## INSTRUCTIONS FOR THE TASK
Go through the records and filter out every line lacking the word "hand"; copy the lines that remain.

(Dataset excerpts)
● ● ● ● ●
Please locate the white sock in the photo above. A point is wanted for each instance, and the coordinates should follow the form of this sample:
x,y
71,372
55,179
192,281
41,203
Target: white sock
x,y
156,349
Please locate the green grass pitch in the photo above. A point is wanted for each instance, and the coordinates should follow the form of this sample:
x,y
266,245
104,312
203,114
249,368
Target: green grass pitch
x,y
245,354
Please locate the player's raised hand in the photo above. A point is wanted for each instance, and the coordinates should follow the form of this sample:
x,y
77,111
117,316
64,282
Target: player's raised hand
● ● ● ● ●
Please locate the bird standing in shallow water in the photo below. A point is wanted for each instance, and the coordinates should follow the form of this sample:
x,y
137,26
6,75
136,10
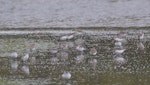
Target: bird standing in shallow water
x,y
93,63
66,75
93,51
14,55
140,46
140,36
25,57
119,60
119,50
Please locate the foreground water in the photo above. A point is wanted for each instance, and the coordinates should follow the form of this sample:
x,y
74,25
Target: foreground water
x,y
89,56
● ● ● ● ●
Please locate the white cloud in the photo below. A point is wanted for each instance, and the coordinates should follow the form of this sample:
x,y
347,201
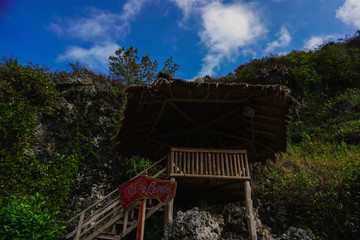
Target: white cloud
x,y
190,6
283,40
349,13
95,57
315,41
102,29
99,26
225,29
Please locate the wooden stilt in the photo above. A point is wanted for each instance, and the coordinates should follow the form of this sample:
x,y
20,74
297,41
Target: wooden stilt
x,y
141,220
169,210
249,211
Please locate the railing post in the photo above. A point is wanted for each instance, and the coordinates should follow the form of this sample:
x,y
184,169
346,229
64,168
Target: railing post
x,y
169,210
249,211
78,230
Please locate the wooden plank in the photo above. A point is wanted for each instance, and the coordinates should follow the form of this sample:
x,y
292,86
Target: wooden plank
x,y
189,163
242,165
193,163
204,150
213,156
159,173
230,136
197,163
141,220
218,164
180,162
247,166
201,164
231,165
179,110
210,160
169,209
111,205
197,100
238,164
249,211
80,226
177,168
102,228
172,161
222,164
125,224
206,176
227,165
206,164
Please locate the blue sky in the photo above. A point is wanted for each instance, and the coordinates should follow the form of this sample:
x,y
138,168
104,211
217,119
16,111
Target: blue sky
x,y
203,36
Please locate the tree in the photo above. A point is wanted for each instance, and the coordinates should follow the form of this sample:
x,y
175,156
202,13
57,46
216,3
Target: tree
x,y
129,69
● ● ● ● ●
## EXERCISE RESULT
Please locate the player's raised hand in the photo above. A point is wanted for each instance, and the coordinates should follow the form of this sample:
Target: player's raised hand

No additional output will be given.